But is the fact that The Magician of Hoad is quite different from Mahy's previous stuff I adored, a sign that it does not stand up to the quality and wonder of her older books? While some might be put off in a change in genre (to one that they themselves do not enjoy as much), The Magician Of Hoad is still very much a wonderful addition to Mahy's body of work. It still has her same wonderful voice and way with words that her other novels have. The Magician Of Hoad may be a little different, but it is still very good and very enjoyable, with many similarities to help counter the differences; overall it is nice to see successful exploration/change such as this, be it for author or reader.

The Magician of Hoad is a novel full of surprises. It seemed to take great delight in pulling the rug out from underneath me as the story progressed - in a good way though, as even though I found myself saying "Whoa!" in the latter half of the novel, the surprises/revelations were pleasant, impressive and made for a story far more complex than I initially expected The Magician Of Hoad to be. I had actually originally thought The Magician of Hoad to be a story for slightly young adult readers on the younger end of the spectrum but then I saw the actual size of the book - over 400 pages of Mahy goodness - and was hit with a decided number of older subjects, especially once the characters became much older than they were when I first 'met' them in the early pages.

The Magician Of Hoad is a patient, intelligent fantasy, focusing on the clashing of personalities and politics, rather than the use of physical weapons that one might typically see in a sword-and-sorcery style fantasy. If you are a fan of Margaret Mahy, or any of the above, then I recommend you give The Magician Of Hoad a try.

- - -

**QUESTIONS ON THE MATERIAL**
A – In the review, shorten the paragraph that begins "The Magician of Hoad is a novel full of surprises" while keeping its main facts.
B – Answer these questions from the review:
(i) How long is the book?
(ii) What does the fantasy focus on instead of physical weapons?
(iii) What does the book still share with Mahy's other novels?

- - -

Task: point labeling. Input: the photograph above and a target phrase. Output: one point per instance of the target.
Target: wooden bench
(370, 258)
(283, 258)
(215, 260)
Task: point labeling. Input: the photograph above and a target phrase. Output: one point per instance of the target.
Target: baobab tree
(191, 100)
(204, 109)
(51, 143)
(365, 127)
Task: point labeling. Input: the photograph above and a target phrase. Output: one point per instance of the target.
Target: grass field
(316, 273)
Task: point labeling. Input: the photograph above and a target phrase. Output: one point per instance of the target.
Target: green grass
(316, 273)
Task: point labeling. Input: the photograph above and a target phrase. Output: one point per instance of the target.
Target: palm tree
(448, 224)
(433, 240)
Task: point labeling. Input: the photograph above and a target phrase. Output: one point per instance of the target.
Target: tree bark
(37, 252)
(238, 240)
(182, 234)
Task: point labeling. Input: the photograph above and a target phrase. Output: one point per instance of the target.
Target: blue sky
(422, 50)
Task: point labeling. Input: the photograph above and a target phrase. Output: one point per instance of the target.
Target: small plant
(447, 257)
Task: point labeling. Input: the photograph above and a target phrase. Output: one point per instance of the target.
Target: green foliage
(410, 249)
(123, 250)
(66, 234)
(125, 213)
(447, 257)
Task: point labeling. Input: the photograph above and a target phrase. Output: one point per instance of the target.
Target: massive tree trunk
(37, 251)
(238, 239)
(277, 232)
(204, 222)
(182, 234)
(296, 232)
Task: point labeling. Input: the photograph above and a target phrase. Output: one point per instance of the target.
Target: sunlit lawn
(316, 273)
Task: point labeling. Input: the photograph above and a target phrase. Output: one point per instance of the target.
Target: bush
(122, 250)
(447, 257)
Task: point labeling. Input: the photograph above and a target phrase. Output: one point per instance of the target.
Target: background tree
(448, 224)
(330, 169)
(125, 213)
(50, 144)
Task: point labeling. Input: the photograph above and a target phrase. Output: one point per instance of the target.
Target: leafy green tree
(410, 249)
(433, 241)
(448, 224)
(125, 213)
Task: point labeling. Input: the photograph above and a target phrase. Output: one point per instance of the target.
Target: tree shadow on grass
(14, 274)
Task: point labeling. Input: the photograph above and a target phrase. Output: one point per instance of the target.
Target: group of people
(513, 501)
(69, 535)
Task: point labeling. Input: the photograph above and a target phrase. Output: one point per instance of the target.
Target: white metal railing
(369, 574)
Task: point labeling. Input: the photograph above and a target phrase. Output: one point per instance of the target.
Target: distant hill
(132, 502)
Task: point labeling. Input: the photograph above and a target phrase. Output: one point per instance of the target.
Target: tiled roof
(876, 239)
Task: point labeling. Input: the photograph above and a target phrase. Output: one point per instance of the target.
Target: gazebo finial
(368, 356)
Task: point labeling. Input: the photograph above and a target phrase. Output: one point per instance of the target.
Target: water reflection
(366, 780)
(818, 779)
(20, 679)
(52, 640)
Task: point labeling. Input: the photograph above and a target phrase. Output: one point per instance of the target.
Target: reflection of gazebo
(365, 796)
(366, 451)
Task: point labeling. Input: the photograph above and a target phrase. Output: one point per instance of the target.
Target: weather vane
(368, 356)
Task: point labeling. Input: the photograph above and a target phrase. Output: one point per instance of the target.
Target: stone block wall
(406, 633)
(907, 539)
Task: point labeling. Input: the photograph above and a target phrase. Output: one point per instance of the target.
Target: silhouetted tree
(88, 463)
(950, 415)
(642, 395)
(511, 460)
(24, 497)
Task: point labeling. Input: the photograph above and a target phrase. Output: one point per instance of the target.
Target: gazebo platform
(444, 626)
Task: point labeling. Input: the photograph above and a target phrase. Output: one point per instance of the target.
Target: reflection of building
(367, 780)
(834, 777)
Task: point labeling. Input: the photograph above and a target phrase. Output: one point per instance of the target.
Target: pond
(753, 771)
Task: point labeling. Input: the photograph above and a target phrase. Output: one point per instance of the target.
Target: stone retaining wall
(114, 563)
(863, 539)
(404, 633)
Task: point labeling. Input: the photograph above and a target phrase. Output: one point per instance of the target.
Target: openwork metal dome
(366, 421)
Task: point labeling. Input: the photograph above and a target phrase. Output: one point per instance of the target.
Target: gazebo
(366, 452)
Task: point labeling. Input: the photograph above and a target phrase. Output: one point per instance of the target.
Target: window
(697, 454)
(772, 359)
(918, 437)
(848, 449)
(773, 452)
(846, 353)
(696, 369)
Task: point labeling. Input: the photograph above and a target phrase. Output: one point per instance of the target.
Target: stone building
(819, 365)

- - -

**ANSWERS BY TASK**
A – The Magician of Hoad is full of surprises, especially in its second half. They kept catching the reviewer off guard, but pleasantly, and they made the story far more complex than expected. The reviewer first took it for a book for younger young adult readers. Then it turned out to run over 400 pages and to take on many older subjects, especially once the characters grow much older.

B –
(i) Over 400 pages.
(ii) The clashing of personalities and politics.
(iii) Her same wonderful voice and way with words.